Given text |
Mental health and addiction
Nearly three years into the pandemic, mental health concerns are top of mind. Students are more comfortable than ever voicing their concerns, speaking up, and demanding access to the services they need. Of course, this can be difficult, even on a good day — let alone when you're dealing with virtual classes and services.
We know from research at the Centre for Addictions and Mental Health, that in any given year, 1 in 5 Canadians experiences a problem with mental health or addiction. Young people between 15 and 24 are most likely to suffer. Often, mental health issues co-occur with substance abuse disorders. This can be a problem on campus, where stress is high, deadlines are tight, and drugs are plentiful. Compounding the issue further are long wait times for counselling and therapy: six months to a year is common in Ontario.
Unfortunately, these numbers are only getting worse, as we collectively suffer an epidemic of loneliness and alienation.
Clearly, these issues are prevalent, and shining light is the best way to understand and address them. If you're one of the many struggling post-secondary students who feel exhausted, depressed, or lonely, please, talk to somebody. Open up to a friend, family member, crisis helpline, or campus counselling staff. There's no reason to suffer alone.

[Collected data]
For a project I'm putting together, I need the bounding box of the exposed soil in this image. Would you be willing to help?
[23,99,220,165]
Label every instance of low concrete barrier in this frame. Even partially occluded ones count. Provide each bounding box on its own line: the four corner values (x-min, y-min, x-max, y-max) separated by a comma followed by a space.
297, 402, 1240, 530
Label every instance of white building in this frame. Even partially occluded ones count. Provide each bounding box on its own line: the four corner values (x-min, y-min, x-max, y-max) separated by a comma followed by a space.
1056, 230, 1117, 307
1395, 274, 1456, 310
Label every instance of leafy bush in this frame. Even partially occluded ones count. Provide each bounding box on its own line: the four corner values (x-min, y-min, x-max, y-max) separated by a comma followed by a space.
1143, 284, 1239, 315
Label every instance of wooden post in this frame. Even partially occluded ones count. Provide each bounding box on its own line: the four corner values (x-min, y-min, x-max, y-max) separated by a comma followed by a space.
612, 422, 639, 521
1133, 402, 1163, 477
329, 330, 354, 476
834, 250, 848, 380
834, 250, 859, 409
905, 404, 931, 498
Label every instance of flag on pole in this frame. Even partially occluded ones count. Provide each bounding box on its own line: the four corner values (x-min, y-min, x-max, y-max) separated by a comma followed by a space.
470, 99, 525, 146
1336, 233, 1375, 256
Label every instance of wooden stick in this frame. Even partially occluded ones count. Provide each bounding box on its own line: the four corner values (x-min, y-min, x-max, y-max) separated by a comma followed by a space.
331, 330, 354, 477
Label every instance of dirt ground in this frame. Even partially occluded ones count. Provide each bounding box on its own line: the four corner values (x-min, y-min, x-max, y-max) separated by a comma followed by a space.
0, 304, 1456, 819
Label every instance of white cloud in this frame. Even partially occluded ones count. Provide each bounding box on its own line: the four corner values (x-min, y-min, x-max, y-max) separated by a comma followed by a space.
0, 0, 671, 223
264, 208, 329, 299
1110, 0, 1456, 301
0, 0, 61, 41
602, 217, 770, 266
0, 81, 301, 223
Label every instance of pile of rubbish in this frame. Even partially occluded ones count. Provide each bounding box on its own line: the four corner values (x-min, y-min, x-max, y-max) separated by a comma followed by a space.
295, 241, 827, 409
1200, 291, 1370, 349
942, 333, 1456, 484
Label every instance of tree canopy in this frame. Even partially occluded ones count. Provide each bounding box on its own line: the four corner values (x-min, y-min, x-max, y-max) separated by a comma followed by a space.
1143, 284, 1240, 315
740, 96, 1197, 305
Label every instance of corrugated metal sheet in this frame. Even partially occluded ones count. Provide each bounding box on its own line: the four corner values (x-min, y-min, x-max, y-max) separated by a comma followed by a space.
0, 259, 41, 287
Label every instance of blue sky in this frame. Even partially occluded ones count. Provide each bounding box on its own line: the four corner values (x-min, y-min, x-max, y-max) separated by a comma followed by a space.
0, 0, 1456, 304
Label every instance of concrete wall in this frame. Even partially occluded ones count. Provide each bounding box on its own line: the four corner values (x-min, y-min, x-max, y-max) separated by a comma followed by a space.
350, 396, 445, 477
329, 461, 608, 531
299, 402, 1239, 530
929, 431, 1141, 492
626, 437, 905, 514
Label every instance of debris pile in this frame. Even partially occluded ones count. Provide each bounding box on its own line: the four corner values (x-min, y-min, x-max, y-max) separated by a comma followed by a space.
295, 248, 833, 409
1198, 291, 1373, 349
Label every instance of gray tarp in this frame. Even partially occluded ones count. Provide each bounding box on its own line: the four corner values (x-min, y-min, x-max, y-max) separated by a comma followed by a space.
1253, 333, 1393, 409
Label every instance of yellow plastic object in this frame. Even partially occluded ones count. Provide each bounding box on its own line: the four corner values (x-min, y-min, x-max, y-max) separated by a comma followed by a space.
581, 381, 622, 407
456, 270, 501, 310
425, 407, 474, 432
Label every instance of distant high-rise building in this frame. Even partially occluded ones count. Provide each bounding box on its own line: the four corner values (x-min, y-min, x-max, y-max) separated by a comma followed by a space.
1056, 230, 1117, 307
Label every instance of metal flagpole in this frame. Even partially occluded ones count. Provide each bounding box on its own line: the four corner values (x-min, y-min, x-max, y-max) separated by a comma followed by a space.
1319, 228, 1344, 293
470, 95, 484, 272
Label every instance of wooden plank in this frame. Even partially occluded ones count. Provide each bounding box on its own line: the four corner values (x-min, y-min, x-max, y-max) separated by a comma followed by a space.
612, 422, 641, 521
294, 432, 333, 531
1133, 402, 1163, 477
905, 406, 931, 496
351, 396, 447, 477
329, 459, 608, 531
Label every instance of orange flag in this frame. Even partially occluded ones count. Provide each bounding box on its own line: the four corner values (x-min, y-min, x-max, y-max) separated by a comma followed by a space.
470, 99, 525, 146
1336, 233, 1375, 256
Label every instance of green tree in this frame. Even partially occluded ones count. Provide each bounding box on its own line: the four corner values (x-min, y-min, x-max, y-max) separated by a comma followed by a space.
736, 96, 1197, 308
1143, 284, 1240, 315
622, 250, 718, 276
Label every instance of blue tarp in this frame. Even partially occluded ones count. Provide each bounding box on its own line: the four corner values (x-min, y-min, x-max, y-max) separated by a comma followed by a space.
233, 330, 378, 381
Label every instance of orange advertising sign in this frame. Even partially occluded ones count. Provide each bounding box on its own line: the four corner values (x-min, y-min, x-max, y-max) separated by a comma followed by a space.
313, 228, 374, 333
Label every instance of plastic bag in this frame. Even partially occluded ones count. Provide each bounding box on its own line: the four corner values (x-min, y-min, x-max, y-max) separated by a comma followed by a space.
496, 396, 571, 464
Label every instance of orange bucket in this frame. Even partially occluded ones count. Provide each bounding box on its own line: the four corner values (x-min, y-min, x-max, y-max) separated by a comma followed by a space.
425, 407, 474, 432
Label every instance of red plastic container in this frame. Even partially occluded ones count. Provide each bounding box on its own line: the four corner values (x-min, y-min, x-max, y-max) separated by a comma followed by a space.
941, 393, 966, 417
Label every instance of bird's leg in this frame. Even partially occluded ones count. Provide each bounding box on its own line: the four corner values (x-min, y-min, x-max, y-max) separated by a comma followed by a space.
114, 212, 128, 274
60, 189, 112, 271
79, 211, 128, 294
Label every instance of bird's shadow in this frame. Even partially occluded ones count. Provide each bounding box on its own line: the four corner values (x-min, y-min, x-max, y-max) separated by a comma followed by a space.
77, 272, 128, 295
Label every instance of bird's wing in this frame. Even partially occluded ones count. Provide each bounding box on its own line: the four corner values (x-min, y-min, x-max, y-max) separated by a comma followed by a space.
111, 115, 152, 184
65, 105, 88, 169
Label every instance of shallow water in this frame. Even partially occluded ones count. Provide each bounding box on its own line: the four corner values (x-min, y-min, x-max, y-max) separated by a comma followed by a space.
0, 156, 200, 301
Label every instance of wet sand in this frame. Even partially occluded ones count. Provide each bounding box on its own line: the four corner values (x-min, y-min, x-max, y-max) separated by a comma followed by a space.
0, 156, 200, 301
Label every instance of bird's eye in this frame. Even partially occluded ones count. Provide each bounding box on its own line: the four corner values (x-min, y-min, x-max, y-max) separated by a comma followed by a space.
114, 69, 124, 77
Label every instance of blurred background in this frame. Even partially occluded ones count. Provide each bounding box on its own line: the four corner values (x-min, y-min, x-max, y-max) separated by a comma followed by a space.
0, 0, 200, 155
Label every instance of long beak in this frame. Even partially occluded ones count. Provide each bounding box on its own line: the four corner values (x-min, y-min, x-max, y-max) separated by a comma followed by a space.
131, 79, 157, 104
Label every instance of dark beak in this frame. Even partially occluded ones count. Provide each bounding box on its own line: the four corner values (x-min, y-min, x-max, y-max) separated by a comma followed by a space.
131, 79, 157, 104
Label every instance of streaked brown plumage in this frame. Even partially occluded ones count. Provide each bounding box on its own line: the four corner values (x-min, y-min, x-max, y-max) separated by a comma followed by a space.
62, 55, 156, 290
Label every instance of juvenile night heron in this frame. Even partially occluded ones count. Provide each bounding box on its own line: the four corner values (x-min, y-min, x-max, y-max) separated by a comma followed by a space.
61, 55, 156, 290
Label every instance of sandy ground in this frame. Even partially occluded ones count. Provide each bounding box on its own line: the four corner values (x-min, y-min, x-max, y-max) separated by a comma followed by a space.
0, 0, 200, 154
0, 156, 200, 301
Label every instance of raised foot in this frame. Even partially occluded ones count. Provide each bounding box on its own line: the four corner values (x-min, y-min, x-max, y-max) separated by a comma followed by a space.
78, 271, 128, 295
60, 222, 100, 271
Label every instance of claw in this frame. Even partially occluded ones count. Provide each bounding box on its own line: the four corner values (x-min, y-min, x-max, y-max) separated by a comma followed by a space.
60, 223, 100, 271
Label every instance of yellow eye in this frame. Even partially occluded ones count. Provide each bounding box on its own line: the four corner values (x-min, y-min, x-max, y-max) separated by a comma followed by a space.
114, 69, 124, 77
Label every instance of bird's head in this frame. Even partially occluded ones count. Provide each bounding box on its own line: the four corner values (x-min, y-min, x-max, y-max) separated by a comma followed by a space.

Exercise description | Copy the part of the mental health text that begins at "We know from" and stops after "loneliness and alienation.", changing "plentiful" to "easy to find".

Expected output |
We know from research at the Centre for Addictions and Mental Health, that in any given year, 1 in 5 Canadians experiences a problem with mental health or addiction. Young people between 15 and 24 are most likely to suffer. Often, mental health issues co-occur with substance abuse disorders. This can be a problem on campus, where stress is high, deadlines are tight, and drugs are easy to find. Compounding the issue further are long wait times for counselling and therapy: six months to a year is common in Ontario.
Unfortunately, these numbers are only getting worse, as we collectively suffer an epidemic of loneliness and alienation.